* [Given text]
Interactions between bromobenzene dose, glutathione concentrations, and organ toxicities in single- and multiple-treatment studies.

A single oral dose of 4.0 mmol/kg bromobenzene transiently depleted hepatic and renal reduced nonprotein sulfhydryl group (NPS) concentrations, caused hepatocellular necrosis, and increased serum glutamic-pyruvic transaminase activity in male Fischer 344 rats. The depletion of NPS had partially reversed by 24 hr, and NPS concentrations were approximately twice normal values by 48 hr post-treatment. When the effects of single and repeated (once daily for 2, 4, or 10 days) treatments with 4.0 mmol/kg were compared, it was apparent that the severity of hepatotoxicity lessened and the percentage depletions of hepatic and renal NPS concentrations decreased with increasing length of bromobenzene treatment. There were essentially no signs of toxicity following the tenth treatment with 4.0 mmol/kg. Single-treatment studies indicated the following dose-response: 2.0 mmol/kg bromobenzene depleted liver NPS and was hepatotoxic, 0.5 mmol/kg caused a lesser depletion of liver NPS and was not (overtly) hepatotoxic, and 0.0625 mmol/kg was the maximum dose that did not deplete liver NPS. The responses to single and multiple (ten) treatments with these representative doses were compared. Liver injury was observed after a single but not after the tenth daily treatment with 2.0 mmol/kg. Both the single and the tenth administrations of 2.0 mmol/kg depleted hepatic NPS, but the percentage of depletion was greater after the first than after the tenth dose. Liver injury was not detected with lower dose regimens. The patterns of NPS depletion in liver and kidney were similar after single or multiple (ten) treatments. The minimum NPS concentrations produced, however, were lower after single than after multiple treatments. The molar amounts of liver NPS depleted after the tenth treatment appeared to be equivalent to or greater than those after the first, but prior bromobenzene exposure resulted in a higher concentration of tissue NPS being present at the time of the final treatment. Thus, the minimum tissue concentrations of NPS were greater after multiple treatments than after single treatments, despite the loss of equivalent amounts of NPS. It is concluded from these studies that repeated treatment produces resistance to bromobenzene hepatotoxicity. This protective adaptation may be due to a chemically induced increase in liver glutathione concentration.

* [Brief]
According to the text on bromobenzene toxicity, what was the maximum single dose that did not deplete liver NPS?

* [Data supplied]

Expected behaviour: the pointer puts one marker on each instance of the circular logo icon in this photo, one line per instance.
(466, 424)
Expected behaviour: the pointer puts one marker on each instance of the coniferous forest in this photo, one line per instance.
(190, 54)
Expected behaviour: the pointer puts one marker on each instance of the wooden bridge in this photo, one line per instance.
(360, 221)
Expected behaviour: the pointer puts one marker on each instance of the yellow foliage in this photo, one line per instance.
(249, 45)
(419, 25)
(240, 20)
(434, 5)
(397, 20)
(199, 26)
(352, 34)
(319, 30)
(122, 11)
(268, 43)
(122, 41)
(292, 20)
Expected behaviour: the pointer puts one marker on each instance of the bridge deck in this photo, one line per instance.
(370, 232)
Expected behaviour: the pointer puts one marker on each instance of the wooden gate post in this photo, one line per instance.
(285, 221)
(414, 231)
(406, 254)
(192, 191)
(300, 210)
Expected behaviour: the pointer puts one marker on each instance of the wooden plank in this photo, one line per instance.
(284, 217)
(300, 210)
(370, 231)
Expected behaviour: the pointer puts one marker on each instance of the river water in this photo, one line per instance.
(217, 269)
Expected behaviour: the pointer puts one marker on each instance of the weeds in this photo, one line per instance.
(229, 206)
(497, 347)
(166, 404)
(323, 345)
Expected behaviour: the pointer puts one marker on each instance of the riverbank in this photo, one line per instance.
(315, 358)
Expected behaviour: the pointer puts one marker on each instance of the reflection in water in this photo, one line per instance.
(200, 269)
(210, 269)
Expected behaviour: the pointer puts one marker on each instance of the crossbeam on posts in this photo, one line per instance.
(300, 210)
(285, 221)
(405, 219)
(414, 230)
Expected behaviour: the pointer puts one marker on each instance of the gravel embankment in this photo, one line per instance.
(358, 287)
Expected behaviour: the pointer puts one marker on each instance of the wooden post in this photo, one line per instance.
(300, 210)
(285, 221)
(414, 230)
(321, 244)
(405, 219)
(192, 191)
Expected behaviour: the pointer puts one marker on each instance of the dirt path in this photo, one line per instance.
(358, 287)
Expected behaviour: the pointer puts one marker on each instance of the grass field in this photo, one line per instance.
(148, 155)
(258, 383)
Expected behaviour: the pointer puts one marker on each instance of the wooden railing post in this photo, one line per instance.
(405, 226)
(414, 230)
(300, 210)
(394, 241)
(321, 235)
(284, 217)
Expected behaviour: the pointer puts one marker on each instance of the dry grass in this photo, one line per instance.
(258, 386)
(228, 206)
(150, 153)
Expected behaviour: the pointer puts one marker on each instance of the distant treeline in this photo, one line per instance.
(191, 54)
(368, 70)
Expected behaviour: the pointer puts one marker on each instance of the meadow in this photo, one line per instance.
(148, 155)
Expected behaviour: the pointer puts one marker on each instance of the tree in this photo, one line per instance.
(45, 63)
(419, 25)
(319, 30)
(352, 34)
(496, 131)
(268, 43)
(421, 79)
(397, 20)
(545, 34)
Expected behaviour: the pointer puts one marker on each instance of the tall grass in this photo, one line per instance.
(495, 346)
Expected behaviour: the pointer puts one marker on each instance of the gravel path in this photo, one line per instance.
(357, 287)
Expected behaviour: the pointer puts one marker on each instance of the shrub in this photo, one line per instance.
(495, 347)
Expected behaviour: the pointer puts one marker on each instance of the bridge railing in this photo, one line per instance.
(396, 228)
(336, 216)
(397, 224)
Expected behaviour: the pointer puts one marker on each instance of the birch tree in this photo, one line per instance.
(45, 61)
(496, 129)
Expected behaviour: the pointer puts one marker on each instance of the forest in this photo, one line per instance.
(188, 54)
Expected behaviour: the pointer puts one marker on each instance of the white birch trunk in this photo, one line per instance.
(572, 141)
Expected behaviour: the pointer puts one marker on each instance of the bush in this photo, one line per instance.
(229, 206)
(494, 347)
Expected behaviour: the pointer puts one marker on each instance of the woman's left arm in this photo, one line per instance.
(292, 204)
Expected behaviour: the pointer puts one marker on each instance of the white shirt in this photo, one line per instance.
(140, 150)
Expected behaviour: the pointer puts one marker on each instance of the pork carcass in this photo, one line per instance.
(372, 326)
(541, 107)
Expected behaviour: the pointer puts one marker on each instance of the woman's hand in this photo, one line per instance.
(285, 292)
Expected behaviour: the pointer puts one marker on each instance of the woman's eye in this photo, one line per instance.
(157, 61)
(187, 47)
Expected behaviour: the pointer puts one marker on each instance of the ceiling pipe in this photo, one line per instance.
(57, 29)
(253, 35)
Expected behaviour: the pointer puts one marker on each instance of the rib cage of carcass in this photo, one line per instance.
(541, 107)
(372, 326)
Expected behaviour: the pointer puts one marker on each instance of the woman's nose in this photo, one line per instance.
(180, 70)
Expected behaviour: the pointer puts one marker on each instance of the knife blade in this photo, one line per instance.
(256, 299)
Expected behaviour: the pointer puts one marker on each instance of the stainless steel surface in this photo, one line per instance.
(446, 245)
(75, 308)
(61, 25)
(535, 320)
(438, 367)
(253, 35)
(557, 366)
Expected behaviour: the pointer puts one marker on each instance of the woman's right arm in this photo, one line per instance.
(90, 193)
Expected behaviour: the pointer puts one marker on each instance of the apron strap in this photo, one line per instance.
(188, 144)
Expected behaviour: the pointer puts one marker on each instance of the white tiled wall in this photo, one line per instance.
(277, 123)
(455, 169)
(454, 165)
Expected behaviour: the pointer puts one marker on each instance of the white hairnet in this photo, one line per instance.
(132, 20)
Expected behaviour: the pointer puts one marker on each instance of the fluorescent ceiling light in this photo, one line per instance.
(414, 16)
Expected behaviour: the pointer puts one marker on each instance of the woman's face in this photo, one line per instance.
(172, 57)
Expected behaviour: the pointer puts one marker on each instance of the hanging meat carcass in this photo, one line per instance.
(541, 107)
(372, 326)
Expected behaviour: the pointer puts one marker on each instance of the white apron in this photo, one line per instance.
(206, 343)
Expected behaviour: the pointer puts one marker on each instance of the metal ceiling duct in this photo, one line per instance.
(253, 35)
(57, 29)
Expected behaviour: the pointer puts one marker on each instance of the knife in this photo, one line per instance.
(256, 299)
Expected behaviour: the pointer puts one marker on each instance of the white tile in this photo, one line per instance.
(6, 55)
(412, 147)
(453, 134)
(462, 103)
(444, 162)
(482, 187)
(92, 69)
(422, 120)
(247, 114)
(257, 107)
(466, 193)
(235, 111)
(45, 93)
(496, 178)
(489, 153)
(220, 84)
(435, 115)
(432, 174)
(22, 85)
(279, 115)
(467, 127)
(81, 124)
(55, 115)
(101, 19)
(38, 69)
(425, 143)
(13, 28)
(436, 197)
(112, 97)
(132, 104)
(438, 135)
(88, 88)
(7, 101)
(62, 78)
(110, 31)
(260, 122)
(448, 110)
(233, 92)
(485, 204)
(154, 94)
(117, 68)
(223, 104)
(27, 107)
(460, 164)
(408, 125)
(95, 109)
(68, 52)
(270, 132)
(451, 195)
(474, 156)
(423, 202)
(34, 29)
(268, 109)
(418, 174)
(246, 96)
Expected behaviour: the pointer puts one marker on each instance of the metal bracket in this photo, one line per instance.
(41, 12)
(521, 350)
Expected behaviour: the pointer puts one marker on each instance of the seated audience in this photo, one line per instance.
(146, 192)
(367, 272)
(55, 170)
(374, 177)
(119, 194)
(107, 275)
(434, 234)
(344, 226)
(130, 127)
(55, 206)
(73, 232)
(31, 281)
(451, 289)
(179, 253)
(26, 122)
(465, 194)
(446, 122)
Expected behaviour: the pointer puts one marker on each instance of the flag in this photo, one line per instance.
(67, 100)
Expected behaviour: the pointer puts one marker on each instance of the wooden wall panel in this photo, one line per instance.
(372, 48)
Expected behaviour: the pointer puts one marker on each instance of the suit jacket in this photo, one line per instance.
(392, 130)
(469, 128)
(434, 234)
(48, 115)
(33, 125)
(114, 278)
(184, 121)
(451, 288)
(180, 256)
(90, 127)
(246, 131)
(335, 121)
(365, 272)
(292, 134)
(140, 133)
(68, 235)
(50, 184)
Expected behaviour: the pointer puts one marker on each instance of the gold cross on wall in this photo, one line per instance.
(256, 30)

* [Response to the exercise]
0.0625 mmol/kg